Your objective. Repeat each entry exactly and drop the pictures.

Image-grounded pointing data:
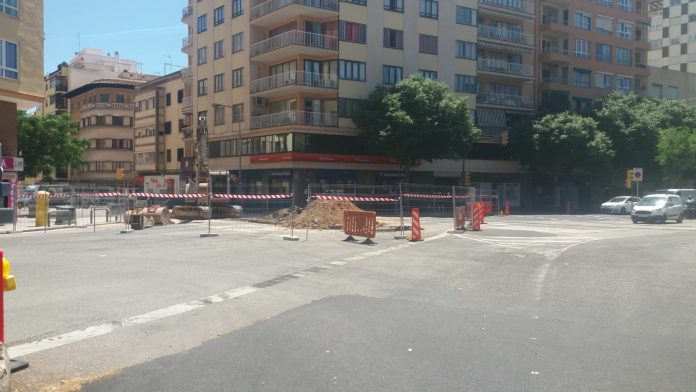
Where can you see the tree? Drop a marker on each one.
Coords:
(48, 144)
(563, 143)
(417, 119)
(677, 153)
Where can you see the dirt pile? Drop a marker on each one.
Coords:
(319, 214)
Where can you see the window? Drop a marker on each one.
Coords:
(219, 15)
(466, 50)
(238, 42)
(219, 115)
(603, 53)
(348, 108)
(603, 80)
(582, 48)
(393, 39)
(351, 70)
(9, 59)
(429, 8)
(394, 5)
(202, 87)
(219, 83)
(623, 56)
(237, 8)
(624, 83)
(202, 23)
(466, 16)
(581, 77)
(583, 21)
(391, 74)
(624, 30)
(9, 7)
(202, 55)
(427, 44)
(352, 32)
(219, 49)
(428, 74)
(237, 77)
(464, 84)
(238, 112)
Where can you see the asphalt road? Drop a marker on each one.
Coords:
(531, 303)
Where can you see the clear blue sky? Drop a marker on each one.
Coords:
(147, 31)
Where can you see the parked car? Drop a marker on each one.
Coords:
(658, 208)
(620, 205)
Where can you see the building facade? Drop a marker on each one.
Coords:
(673, 35)
(21, 67)
(590, 48)
(161, 134)
(278, 82)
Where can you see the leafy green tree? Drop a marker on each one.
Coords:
(677, 153)
(564, 143)
(417, 119)
(48, 144)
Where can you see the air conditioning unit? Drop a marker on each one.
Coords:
(260, 102)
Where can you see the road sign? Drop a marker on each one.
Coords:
(638, 174)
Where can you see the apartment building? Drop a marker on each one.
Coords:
(104, 112)
(505, 65)
(278, 82)
(87, 65)
(21, 70)
(673, 35)
(589, 48)
(161, 134)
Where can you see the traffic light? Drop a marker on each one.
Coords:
(628, 183)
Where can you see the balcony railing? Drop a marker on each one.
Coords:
(295, 117)
(504, 99)
(108, 105)
(504, 35)
(514, 5)
(294, 37)
(270, 6)
(186, 12)
(295, 78)
(492, 65)
(186, 42)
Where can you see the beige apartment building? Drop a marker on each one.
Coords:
(589, 48)
(278, 81)
(104, 112)
(21, 68)
(162, 134)
(673, 35)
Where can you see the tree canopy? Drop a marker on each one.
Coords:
(48, 144)
(417, 119)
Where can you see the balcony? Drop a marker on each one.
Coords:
(505, 67)
(274, 12)
(318, 119)
(297, 80)
(186, 12)
(280, 46)
(516, 6)
(107, 105)
(515, 101)
(504, 35)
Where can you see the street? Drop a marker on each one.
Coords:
(531, 303)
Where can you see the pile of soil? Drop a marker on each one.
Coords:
(319, 214)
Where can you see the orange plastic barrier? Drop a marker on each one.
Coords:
(360, 223)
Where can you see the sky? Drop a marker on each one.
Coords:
(147, 31)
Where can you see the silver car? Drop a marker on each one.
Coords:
(620, 205)
(658, 208)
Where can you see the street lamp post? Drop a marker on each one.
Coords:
(239, 136)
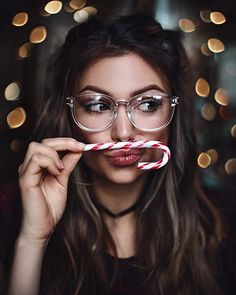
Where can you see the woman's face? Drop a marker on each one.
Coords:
(120, 77)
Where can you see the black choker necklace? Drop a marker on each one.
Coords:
(118, 214)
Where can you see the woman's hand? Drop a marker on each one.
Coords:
(43, 179)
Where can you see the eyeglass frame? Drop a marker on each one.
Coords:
(173, 100)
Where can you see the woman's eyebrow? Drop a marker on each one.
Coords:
(133, 93)
(95, 89)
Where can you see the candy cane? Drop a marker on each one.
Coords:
(135, 145)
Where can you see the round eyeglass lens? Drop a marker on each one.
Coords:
(151, 112)
(94, 111)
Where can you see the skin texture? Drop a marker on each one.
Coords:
(120, 77)
(43, 176)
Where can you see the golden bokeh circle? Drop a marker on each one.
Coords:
(53, 7)
(186, 25)
(205, 16)
(205, 50)
(215, 45)
(217, 17)
(213, 155)
(204, 160)
(38, 34)
(80, 16)
(208, 112)
(202, 87)
(12, 91)
(20, 19)
(222, 97)
(16, 118)
(77, 4)
(233, 131)
(230, 166)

Response area.
Where can you see the tree? Drop a marker on each one.
Coords:
(48, 144)
(563, 143)
(417, 119)
(677, 153)
Where can you see the dirt pile? Drop a marker on each one.
Coords:
(319, 214)
Where can you see the window? Drop a marker on each one.
Coords:
(219, 15)
(466, 50)
(238, 42)
(219, 115)
(603, 53)
(348, 108)
(603, 80)
(582, 48)
(393, 39)
(351, 70)
(9, 59)
(429, 8)
(394, 5)
(202, 87)
(219, 83)
(623, 56)
(237, 8)
(624, 83)
(202, 23)
(466, 16)
(581, 77)
(583, 21)
(391, 74)
(624, 30)
(9, 7)
(202, 55)
(427, 44)
(352, 32)
(219, 49)
(428, 74)
(237, 77)
(464, 84)
(238, 112)
Where can you see the asphalt road? Drop a marker on each one.
Coords:
(531, 303)
Where can you see the clear blue sky? Drop a marker on each one.
Coords:
(147, 31)
Where can you see the parked car? Drop a marker on each one.
Coords:
(658, 208)
(620, 205)
Where can you see the building facade? Drop a marker on each one.
Coords:
(673, 35)
(21, 67)
(590, 48)
(161, 134)
(278, 82)
Where can you see the leafy green tree? Drop a marker on each one.
Coords:
(677, 153)
(564, 143)
(417, 119)
(48, 144)
Where can you see the air conditioning unit? Drop a marker on each one.
Coords:
(260, 102)
Where can you see the road sign? Drop a marker on each one.
Coords:
(638, 174)
Where can you see the apartment building? Drop a marker on each one.
Coords:
(104, 112)
(505, 65)
(278, 82)
(87, 65)
(21, 70)
(673, 35)
(589, 48)
(161, 134)
Where can you see the traffic light? Drop a marker on each one.
Coords:
(628, 183)
Where can you see the balcony railing? Drop a marker on each one.
Coords:
(295, 117)
(504, 99)
(108, 105)
(504, 35)
(514, 5)
(294, 37)
(270, 6)
(186, 12)
(295, 78)
(492, 65)
(186, 42)
Where can you see the beige apartment building? Drop a marker on each one.
Coords:
(589, 48)
(278, 81)
(104, 112)
(21, 68)
(162, 134)
(673, 35)
Where can you see the tree canopy? Drop a marker on each one.
Coords:
(48, 144)
(417, 119)
Where can you see the balcony? Drop a marker on each one.
Coords:
(505, 67)
(274, 12)
(318, 119)
(297, 80)
(186, 12)
(280, 46)
(516, 6)
(107, 105)
(515, 101)
(504, 35)
Where can you see the street? Drop a marker on each one.
Coords:
(531, 303)
Where can you see the pile of soil? Drop a marker on each one.
Coords:
(319, 214)
Where can you see the orange plastic barrier? Drop a marker on each one.
Coords:
(360, 223)
Where can you see the sky? Drop a marker on each one.
Coords:
(147, 31)
Where can you see the silver car? Drop a marker on each one.
Coords:
(620, 205)
(658, 208)
Where can you see the street lamp post? Drop a marker on each one.
Coords:
(239, 136)
Where can you see the woman's face? Drop a marker on each one.
Coords:
(120, 77)
Where can you see the black choker necklace? Drop a marker on each one.
Coords:
(118, 214)
Where can you see the woman's hand? Drop a marker on each one.
Coords:
(43, 179)
Where can you see the eyeglass frame? Drop a marker on each one.
Coords:
(173, 100)
Where can you see the woman's eyebrow? Drop a marker on each one.
Coords:
(133, 93)
(95, 89)
Where can you see the candy cane? Drop a marker on each one.
Coords:
(135, 145)
Where can you see the round eyeglass lens? Drop a marker on each one.
Coords:
(151, 112)
(94, 111)
Where can you see the skin texture? Drop a marker on each one.
Coords:
(120, 77)
(43, 176)
Where can you see the golden bokeh circle? Drop a marker on each one.
Coords:
(53, 7)
(186, 25)
(205, 16)
(205, 50)
(215, 45)
(217, 17)
(213, 155)
(204, 160)
(38, 34)
(80, 16)
(208, 112)
(202, 87)
(12, 91)
(20, 19)
(222, 97)
(16, 118)
(77, 4)
(233, 131)
(230, 166)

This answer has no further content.